The problem> Pictures stay out; everything else in the records below is copied exactly.

↓↓↓

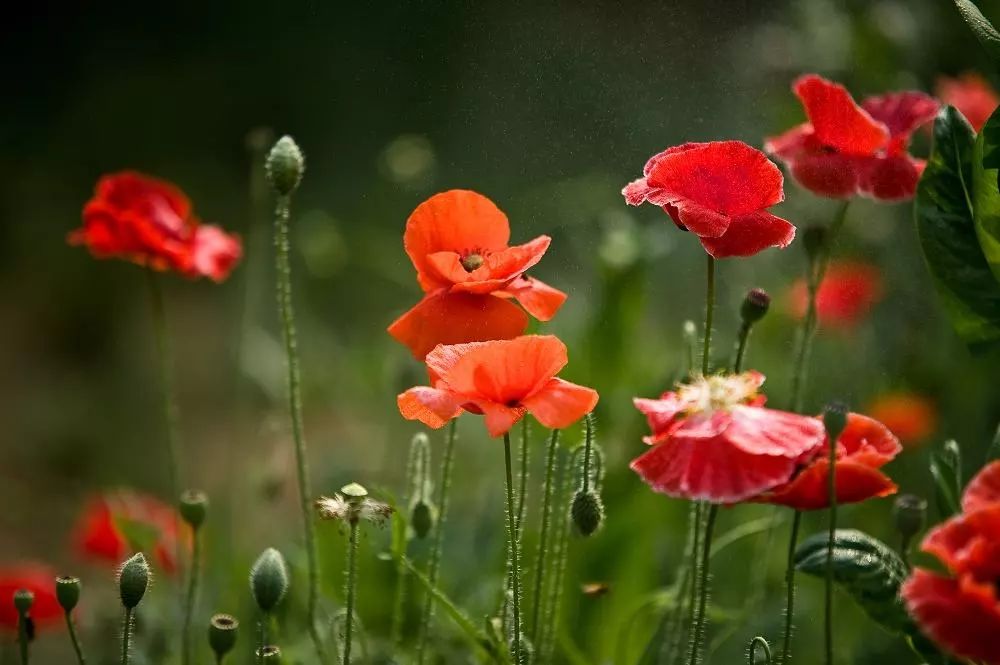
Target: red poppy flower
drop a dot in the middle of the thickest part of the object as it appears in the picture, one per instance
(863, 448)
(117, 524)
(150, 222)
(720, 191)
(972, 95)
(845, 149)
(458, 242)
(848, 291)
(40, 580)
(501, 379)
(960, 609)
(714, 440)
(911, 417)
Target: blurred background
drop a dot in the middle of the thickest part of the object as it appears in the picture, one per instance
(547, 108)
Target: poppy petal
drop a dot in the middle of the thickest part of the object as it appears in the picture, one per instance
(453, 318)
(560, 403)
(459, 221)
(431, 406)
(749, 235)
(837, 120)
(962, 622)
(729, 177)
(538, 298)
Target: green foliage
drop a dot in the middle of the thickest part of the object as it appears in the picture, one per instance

↑↑↑

Result>
Target: red poppy flower
drop a dot in the middle of the thickest part of the object as it appears in the picture, one per instance
(863, 448)
(117, 524)
(150, 222)
(720, 191)
(972, 95)
(845, 149)
(458, 242)
(848, 291)
(40, 580)
(501, 379)
(960, 609)
(714, 440)
(911, 417)
Target: blurred background
drop a dot in the middle of the thickest part of the object as it appears in the picture, one per instance
(547, 108)
Target: poppy petal
drop a dot in the middle of the thickest part of the object as it appears in the picture, one per instance
(453, 318)
(560, 403)
(459, 221)
(431, 406)
(749, 235)
(837, 120)
(962, 622)
(729, 177)
(538, 298)
Target: green foliage
drop a dot in the middle of the thickest part of the object as it appears in the picture, one per instance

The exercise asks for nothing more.